**Activity list:**
1. Decide whether each statement agrees with the synthesis procedure below. Answer yes or no for each, quoting the deciding words of the text. (a) The purified ethyl ester intermediate was obtained in an overall synthetic yield of 41 percent. (b) After LiOH was added, the reaction mixture was stirred overnight at room temperature. (c) The purity of product 4 was verified on an analytical C18 column.
2. Reproduce word for word the part of the synthesis procedure below that opens with the words containing "The column was" and closes with "under reduced pressure.".

**Text shown:**
================
The column was eluted with a gradient of ddH2O containing 0.05 percent (v/v) TFA (mobile phase A) and acetonitrile-containing 0.05percent (v/v) TFA (mobile phase B) (0 percent–60 percent B in 60 min) at 4.5 mL/min and monitored at 214 nm. The pooled desired HPLC fractions were concentrated in vacuo to remove acetonitrile, and the remaining aqueous solution was lyophilized to afford the purified ethyl ester intermediate in an overall synthetic yield of 41 percent as a puffy white solid whose exact mass was confirmed by a unit-resolution ESI-MS analysis. This purified intermediate was then dissolved in a mixture of MeOH/ddH2O(3/1, v/v), and to the resulting solution was added at 0 °C LiOH to a final concentration of ~12.5 M. The reaction mixture was subsequently stirred at 4 °C overnight, acidified at 0 °C with 6 N HCl to pH~1, and concentrated under reduced pressure.

The ethyl ester hydrolysis product 4 was then isolated as a puffy white solid from the resulting residue by semi-preparative RP-HPLC as described above using the following gradient of the afore-mentioned mobile phases A and B: 0 percent–40 percent B in 60 min. The purity of the purified 4 was >95percent as verified by RP-HPLC on an analytical C18 column (0.46 x 25 cm,5 μm) eluted with the following gradient of the afore-mentioned mobile phases A and B: 0 percent–30 percent B in 60 min.
================
**Data records:**
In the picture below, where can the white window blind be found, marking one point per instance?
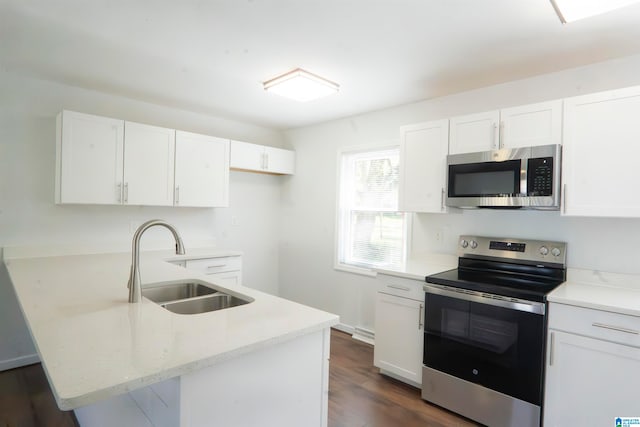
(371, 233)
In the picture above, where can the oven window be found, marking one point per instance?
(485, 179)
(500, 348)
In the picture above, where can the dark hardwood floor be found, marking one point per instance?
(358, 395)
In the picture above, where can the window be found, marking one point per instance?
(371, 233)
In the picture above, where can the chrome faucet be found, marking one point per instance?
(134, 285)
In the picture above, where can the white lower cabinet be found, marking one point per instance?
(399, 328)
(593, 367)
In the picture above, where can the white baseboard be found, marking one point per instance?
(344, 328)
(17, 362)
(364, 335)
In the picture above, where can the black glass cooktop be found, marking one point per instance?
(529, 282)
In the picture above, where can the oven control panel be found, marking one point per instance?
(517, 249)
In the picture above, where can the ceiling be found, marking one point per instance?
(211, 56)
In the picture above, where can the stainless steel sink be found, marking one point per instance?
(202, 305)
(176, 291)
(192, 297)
================
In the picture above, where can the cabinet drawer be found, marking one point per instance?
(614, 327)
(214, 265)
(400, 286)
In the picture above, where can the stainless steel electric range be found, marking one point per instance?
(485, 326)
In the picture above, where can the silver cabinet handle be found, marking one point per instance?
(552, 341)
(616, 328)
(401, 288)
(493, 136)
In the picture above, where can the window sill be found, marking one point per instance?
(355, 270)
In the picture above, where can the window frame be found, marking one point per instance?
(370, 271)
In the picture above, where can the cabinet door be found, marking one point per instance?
================
**Answers:**
1.
(a) Yes: "in an overall synthetic yield of 41 percent"
(b) No: "stirred at 4 °C overnight"
(c) Yes: "as verified by RP-HPLC on an analytical C18 column"

2.
The column was eluted with a gradient of ddH2O containing 0.05 percent (v/v) TFA (mobile phase A) and acetonitrile-containing 0.05percent (v/v) TFA (mobile phase B) (0 percent–60 percent B in 60 min) at 4.5 mL/min and monitored at 214 nm. The pooled desired HPLC fractions were concentrated in vacuo to remove acetonitrile, and the remaining aqueous solution was lyophilized to afford the purified ethyl ester intermediate in an overall synthetic yield of 41 percent as a puffy white solid whose exact mass was confirmed by a unit-resolution ESI-MS analysis. This purified intermediate was then dissolved in a mixture of MeOH/ddH2O(3/1, v/v), and to the resulting solution was added at 0 °C LiOH to a final concentration of ~12.5 M. The reaction mixture was subsequently stirred at 4 °C overnight, acidified at 0 °C with 6 N HCl to pH~1, and concentrated under reduced pressure.